Stated exercise:
All entries are to be given again verbatim.

Material for this exercise:
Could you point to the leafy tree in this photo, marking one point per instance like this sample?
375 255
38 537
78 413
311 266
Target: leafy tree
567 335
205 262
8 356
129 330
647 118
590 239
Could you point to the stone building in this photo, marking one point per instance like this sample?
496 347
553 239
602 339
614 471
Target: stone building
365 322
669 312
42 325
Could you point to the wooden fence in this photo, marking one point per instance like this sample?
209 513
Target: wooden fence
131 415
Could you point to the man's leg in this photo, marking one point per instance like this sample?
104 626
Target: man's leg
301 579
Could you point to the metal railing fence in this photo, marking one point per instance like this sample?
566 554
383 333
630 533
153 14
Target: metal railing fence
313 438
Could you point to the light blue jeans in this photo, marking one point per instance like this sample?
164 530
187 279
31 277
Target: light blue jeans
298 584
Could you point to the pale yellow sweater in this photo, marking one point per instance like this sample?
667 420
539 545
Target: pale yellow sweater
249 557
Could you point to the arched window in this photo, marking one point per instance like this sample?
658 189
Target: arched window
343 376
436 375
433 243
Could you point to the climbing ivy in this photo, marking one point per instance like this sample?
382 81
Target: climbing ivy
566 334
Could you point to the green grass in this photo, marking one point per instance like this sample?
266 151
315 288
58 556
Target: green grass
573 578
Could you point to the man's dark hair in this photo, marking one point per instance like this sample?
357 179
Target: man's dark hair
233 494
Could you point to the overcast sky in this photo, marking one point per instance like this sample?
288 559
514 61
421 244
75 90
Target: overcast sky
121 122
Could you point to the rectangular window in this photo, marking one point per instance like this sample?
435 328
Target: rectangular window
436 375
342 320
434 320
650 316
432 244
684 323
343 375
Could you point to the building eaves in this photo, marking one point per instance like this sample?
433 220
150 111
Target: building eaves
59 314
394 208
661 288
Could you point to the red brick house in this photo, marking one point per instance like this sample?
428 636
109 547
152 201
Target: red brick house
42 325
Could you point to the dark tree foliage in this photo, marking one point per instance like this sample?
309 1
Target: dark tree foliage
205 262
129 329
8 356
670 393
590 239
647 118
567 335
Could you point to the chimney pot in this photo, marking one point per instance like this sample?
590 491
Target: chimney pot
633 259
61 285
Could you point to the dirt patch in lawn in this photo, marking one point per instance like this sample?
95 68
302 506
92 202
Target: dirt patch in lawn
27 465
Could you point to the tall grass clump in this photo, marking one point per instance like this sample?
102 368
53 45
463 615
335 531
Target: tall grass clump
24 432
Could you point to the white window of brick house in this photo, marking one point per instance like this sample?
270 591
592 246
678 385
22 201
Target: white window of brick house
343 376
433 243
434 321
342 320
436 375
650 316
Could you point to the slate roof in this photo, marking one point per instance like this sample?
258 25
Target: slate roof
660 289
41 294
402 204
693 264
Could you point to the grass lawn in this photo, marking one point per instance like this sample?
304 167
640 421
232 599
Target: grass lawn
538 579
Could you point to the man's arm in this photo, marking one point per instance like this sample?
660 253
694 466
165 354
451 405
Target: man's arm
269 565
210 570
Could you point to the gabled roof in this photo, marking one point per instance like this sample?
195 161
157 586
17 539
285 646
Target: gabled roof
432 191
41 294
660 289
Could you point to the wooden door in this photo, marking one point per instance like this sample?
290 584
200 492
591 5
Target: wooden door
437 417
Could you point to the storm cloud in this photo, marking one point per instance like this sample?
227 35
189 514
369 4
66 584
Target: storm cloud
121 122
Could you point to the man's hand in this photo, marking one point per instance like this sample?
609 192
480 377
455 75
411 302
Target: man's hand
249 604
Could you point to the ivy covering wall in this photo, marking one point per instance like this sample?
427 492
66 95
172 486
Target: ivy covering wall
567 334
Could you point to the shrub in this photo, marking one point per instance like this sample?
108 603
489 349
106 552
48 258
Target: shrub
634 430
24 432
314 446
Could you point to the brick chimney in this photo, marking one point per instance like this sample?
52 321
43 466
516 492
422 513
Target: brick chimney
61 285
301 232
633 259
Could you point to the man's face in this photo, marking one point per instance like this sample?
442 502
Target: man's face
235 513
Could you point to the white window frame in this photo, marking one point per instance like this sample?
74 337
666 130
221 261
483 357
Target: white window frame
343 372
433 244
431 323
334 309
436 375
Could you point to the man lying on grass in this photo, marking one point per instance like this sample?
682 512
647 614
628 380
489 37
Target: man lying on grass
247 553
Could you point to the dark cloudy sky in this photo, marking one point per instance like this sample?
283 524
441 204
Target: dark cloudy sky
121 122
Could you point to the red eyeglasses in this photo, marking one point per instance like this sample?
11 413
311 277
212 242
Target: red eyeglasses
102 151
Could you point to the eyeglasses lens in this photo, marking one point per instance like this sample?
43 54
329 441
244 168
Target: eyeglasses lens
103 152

Solution to the problem:
Could you point to the leafy tree in this photo, marking one point per instance like this sample?
375 255
38 537
78 413
311 266
Target: leafy tree
567 335
205 262
8 356
129 330
647 118
590 239
Could you point to the stone building in this photo, marking one point per instance like this sample?
496 347
553 239
602 339
614 471
Target: stone building
365 322
669 312
42 325
Could you point to the wooden fence in this photo, marking one point per instance like this sample?
209 513
Target: wooden fence
131 415
Could you point to the man's leg in this photo, marking one point per instance like this sample?
104 626
Target: man's leg
301 579
Could you point to the metal railing fence in this photo, marking one point per instance like this sample?
566 554
383 333
630 533
153 14
Target: metal railing fence
313 438
Could you point to the light blue jeans in this photo, marking one point per instance like this sample?
164 530
187 279
31 277
Target: light blue jeans
298 584
Could you point to the pale yellow sweater in this photo, marking one point per instance like this sample?
667 420
539 545
Target: pale yellow sweater
249 557
Could you point to the arched window in this photo, marking one point per instance like this sample?
658 189
Target: arched window
343 376
436 375
433 243
Could you point to the climbing ivy in this photo, marking one point per instance like this sample?
382 81
Target: climbing ivy
566 334
Could you point to the green grass in this photo, marking one point per instance like this sample?
266 151
315 288
58 556
Target: green grass
573 578
Could you point to the man's dark hair in this photo, marking one point per instance like this sample?
357 179
Target: man's dark hair
233 494
Could you point to the overcast sky in this photo, marking one point per instance like this sample?
288 559
514 61
421 244
75 90
Target: overcast sky
121 122
Could you point to the rectangular window in this photo, marking one point per instance like this sample?
435 328
Target: rectangular window
436 375
342 320
434 320
650 316
432 244
684 323
343 375
Could you point to the building eaves in this photo, marking one point per instance like this sample?
433 220
150 111
Target: building eaves
59 314
394 208
661 288
Could you point to the red brick house in this photo, marking one point per instance like this sample?
428 636
109 547
152 201
Target: red brick house
42 325
Could you point to the dark tree foliage in this photo, marking one point per instance like this sample?
309 1
Target: dark tree foliage
205 262
129 329
8 356
670 393
590 239
647 118
567 335
Could you point to the chimney pot in this photo, marking one point per instance like this sample?
590 491
Target: chimney pot
633 259
61 285
Could you point to the dirt patch in lawn in this photo, marking one point per instance like this sample?
95 68
302 506
92 202
Target: dirt patch in lawn
27 465
Could you point to the tall grass clump in this photo, marking one point per instance like this sample?
102 368
53 45
463 615
335 531
Target: tall grass clump
24 432
Could you point to the white window of brick house in this photo, marking one point per instance like this sample?
270 591
592 246
678 385
22 201
Target: white window of brick house
343 376
433 243
434 321
342 320
436 375
650 316
Could you point to the slate roof in this photo, marking one point per instance like this sample?
258 25
Target: slate roof
660 289
41 294
402 204
693 264
Could you point to the grass lawn in this photo, marking one point per instance like this sample?
304 167
640 421
232 599
Target: grass lawn
538 579
Could you point to the man's arm in this photo, marking one point per instance like this sample?
660 253
694 466
165 354
451 405
Target: man's arm
269 565
210 570
Could you point to the gabled roof in this photo, marking one point per instance like this sample?
195 161
157 586
17 539
285 646
Target: gabled roof
432 191
41 294
660 289
Could you point to the wooden door in this photo, marking one point per instance like this sample?
290 584
200 492
591 5
Target: wooden door
437 417
Could you point to the storm cloud in this photo, marking one point per instance like this sample?
227 35
189 514
369 4
66 584
Target: storm cloud
121 122
Could you point to the man's hand in this photo, marking one point per instance like this sample?
609 192
480 377
455 75
411 302
Target: man's hand
249 604
Could you point to the ivy covering wall in this photo, marking one point per instance like this sample?
427 492
66 95
172 486
Target: ivy covering wall
567 334
Could you point to the shrub in this photo, marking one point per instance like this sample?
108 603
489 349
106 552
48 258
Target: shrub
634 430
24 432
314 446
Could you point to the brick chimney in this photo, marking one point per instance like this sample?
52 321
43 466
516 492
422 513
Target: brick chimney
61 285
301 232
633 259
Could you point to the man's face in this photo, marking one point per instance like this sample?
442 502
Target: man's face
235 513
Could you point to the white window frame in this photo, marking one point per instance like this sample?
74 337
666 130
221 261
483 357
Target: white window frame
343 372
433 244
431 323
334 309
436 375
Could you point to the man lying on grass in this photo, marking one point per instance like this sample?
682 512
647 614
628 380
489 37
Target: man lying on grass
247 553
Could you point to the dark cloudy sky in this photo, marking one point per instance like this sample?
283 524
441 204
Target: dark cloudy sky
121 122
Could you point to the red eyeglasses in this photo, marking one point per instance like this sample?
11 413
311 277
212 242
Target: red eyeglasses
102 151
Could you point to the eyeglasses lens in this photo, marking one point per instance like this sample?
43 54
329 441
244 168
Target: eyeglasses lens
103 152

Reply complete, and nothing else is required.